Point-per-instance localization data:
- - - -
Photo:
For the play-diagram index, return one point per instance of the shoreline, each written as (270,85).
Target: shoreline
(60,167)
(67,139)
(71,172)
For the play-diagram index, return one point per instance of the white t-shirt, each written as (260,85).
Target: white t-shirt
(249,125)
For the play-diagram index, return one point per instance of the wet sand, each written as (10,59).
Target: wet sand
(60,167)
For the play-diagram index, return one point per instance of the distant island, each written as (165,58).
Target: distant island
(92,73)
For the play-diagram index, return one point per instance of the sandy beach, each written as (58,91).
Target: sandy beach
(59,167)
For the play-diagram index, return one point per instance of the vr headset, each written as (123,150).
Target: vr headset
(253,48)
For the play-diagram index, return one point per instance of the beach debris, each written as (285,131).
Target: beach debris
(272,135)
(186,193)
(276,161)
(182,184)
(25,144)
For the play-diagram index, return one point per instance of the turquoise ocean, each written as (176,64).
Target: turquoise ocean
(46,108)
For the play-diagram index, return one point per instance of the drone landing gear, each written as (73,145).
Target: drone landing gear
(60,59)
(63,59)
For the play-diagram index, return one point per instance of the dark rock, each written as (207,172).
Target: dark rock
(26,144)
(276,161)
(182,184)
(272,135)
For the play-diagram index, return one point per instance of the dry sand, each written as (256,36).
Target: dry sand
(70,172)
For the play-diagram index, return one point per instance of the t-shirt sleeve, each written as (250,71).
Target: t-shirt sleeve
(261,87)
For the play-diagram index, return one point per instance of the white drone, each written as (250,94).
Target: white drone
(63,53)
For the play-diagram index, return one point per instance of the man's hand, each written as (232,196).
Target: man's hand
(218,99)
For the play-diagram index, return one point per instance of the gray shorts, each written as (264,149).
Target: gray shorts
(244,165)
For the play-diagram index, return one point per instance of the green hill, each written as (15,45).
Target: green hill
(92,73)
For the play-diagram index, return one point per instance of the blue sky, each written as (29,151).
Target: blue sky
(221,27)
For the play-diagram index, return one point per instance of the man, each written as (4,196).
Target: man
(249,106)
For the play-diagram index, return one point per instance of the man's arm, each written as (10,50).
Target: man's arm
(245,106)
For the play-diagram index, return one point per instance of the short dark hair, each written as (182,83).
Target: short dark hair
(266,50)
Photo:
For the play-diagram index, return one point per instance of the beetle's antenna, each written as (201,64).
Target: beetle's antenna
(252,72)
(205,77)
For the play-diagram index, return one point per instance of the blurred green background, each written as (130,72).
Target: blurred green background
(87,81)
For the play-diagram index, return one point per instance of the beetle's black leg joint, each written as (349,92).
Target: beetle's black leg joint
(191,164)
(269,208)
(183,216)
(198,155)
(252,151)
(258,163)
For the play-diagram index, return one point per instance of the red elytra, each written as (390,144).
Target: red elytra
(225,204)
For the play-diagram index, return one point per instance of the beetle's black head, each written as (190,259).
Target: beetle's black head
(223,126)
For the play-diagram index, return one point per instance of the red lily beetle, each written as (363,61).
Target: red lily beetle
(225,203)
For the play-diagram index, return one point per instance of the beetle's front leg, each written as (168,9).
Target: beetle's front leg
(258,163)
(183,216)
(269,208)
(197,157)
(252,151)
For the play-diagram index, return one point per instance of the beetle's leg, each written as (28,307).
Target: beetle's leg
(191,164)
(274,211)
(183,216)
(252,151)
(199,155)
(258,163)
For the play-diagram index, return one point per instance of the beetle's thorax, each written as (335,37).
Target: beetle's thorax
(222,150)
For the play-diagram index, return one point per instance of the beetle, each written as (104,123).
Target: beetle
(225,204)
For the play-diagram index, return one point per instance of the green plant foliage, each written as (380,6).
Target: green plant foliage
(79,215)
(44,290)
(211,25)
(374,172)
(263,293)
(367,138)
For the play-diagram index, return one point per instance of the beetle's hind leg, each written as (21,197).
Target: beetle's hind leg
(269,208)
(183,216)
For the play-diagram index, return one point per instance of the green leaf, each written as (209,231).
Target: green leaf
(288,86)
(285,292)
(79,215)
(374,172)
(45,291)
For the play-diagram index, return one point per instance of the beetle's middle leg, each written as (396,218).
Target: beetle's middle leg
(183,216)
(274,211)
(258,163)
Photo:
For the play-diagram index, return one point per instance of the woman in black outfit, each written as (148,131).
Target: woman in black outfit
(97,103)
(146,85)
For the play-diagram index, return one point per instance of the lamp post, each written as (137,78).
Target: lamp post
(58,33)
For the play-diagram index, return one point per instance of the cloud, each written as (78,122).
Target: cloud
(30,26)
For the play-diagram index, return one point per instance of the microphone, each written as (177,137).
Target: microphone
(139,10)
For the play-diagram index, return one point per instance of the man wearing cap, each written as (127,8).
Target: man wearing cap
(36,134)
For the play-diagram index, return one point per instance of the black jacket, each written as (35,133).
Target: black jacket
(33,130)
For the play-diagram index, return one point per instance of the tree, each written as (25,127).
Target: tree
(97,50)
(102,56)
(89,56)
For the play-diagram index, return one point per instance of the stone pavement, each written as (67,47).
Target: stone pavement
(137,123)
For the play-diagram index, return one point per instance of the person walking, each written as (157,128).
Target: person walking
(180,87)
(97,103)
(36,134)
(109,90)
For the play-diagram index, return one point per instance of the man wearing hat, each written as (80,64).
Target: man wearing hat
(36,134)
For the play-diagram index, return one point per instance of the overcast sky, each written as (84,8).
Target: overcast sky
- - - -
PROBLEM DETAILS.
Give the number of lines above in which the word "overcast" appears, and nothing more.

TASK SOLUTION.
2